Problem to solve → Copies of all lines containing the string "Each" are needed from the data below.

Material for this exercise →
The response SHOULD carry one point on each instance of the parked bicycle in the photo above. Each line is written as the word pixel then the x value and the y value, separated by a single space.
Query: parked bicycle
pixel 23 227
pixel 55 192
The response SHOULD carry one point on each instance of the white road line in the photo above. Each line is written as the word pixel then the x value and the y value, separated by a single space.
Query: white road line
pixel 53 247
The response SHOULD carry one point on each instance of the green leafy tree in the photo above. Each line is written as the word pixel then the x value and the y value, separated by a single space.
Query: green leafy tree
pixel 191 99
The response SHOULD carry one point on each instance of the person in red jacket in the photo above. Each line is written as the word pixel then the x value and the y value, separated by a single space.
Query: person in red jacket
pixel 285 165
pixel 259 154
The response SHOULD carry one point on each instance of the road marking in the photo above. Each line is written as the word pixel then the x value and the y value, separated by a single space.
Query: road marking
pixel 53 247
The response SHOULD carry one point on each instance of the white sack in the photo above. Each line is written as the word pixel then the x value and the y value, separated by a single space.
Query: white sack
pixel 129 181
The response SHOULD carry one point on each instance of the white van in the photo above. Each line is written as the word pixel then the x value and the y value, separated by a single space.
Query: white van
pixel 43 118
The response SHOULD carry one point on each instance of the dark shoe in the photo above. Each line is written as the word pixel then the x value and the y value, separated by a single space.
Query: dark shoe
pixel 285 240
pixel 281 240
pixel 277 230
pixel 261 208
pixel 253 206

...

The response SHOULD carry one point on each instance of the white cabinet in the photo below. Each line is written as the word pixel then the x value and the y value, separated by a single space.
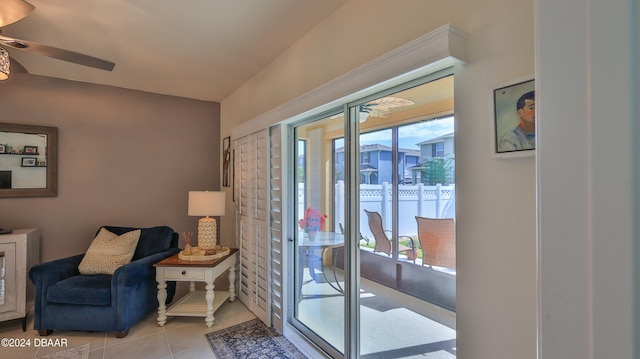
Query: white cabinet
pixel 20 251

Solution to the problem →
The response SHOULD carry one point on each instance of the parked bicycle in the photo above. Each line is written as the word pixel then the x value and the y value, separated by a single space.
The response SHOULD carry one point on each instance of the white road line in the photo above. Each line is written as the word pixel then the x value and the y value, separated by a single space.
The response SHOULD carry one point on each instance of the green leafy tree in the photo above. Each line is written as the word pixel then the x value and the y value, separated by a single space.
The response SHOULD carry one point on each instance of the person in red jacket in the photo above. Each line is written as the word pixel then the x value and the y value, separated by a single space.
The response SHOULD carry one point on each instance of the road marking in the photo above. Each line is written as the word pixel then the x value and the y value, separated by a single space.
The response SHOULD carry one point on each instance of the white sack in the photo above. Each line is written as the word pixel then the x value and the y value, separated by a single space.
The response SHOULD carry one point on each instance of the white van in the photo above. Each line is written as the word pixel then the x value and the y value, separated by a single space.
The response SHOULD carry one point on each instance of the dark shoe in the photo above. Each line is written as the word pixel then the x value and the y value, separated by a single space.
The response SHOULD carry one point on each instance of the white cabinet in the photo below. Each line is written as the word pixel then the x value and the y value, separated by a single space.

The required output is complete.